*Goal of the exercise*
Can you show every line in the records below that contains the word "provided", treating uppercase and lowercase as different?

*Records*
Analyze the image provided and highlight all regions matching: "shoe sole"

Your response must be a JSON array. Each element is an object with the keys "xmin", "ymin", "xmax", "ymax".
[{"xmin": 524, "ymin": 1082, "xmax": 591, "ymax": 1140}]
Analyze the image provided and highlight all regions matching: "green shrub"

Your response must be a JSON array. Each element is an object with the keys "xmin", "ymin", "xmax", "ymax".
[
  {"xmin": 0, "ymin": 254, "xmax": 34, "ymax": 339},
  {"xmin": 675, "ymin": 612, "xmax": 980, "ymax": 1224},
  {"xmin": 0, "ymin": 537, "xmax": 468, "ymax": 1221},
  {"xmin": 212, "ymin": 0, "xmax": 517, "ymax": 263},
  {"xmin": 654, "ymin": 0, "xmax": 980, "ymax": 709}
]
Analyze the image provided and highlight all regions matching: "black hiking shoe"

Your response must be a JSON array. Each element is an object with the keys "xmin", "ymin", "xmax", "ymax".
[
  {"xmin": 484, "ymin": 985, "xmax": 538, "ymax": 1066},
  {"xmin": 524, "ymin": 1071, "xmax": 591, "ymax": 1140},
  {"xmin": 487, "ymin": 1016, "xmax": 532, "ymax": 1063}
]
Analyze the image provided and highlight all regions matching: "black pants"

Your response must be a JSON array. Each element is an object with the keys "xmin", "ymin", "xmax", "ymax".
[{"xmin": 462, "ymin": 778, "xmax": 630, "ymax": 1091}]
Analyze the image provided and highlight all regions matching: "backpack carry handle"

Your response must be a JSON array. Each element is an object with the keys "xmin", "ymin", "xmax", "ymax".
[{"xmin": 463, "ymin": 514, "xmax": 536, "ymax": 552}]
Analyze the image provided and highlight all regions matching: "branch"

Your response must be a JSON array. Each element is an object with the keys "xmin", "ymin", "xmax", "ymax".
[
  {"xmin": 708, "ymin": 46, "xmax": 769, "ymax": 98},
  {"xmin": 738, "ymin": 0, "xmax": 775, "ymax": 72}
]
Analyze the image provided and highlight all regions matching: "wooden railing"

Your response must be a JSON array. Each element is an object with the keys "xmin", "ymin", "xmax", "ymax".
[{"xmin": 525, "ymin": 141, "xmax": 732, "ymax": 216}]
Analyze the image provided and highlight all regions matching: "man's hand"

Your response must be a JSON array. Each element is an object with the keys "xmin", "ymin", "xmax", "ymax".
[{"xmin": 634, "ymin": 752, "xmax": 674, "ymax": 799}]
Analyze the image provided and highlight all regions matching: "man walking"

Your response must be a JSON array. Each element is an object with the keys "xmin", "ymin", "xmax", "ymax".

*Written solution*
Analyze the image provided and highlight all regions matching: "shoe sole"
Analyze the image provided and highlight all regions matching: "green shrub"
Analyze the image provided and highlight all regions matching: "black hiking shoe"
Analyze the image provided and highlight all regions matching: "black pants"
Analyze the image provided and highlight all regions matching: "backpack carry handle"
Analyze the image provided and highlight all regions matching: "branch"
Analyze the image provided and highlight all regions matching: "wooden railing"
Analyze the image provided and highlight all regions matching: "man's hand"
Analyze the image provided and highlight all regions matching: "man walking"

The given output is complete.